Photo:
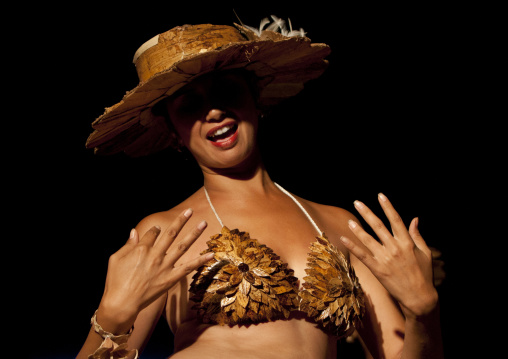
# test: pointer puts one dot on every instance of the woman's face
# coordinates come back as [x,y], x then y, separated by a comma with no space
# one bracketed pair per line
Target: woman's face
[216,118]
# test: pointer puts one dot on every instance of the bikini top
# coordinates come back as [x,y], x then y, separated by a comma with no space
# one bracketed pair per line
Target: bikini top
[246,283]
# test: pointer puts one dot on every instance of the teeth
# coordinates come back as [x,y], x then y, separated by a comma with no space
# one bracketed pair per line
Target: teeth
[222,130]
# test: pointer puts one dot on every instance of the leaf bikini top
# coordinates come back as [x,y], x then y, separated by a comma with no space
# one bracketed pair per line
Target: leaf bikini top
[246,282]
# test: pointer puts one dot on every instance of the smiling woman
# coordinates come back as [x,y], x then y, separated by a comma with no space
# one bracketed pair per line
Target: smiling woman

| Task requirements |
Rewrite the lines above with every "one dot" changed to "a single point" and everything else left as it is. Leave the pictures out.

| Result |
Photo:
# test: pointer puts a single point on every instance of the woman's face
# coordinates come back as [x,y], x then y, separated by a comma with no space
# one bracketed pair per line
Target: woman's face
[216,118]
# test: pointer puts a single point on every instance of the bikini top
# coordinates come back as [x,y], x then y, separated by a comma with no space
# one bracketed pair per line
Target: bikini top
[246,283]
# test: pointer puts a single point on every instance of the teeth
# coordinates come back as [x,y], x then y, separated by a comma with no space
# one bracketed pair per line
Target: teeth
[222,130]
# test: pointer puts a single point on every instance of the leaf bikini top
# coordinates come back as [x,y], x then y, separated by a comma with no space
# one bracketed pair per line
Target: leaf bikini top
[246,282]
# test: pointer puts a single point on every instance of the smiling woman
# coordinates come back as [x,y], x then y, separated by a comma with no space
# one bracketed pair per line
Target: smiling woman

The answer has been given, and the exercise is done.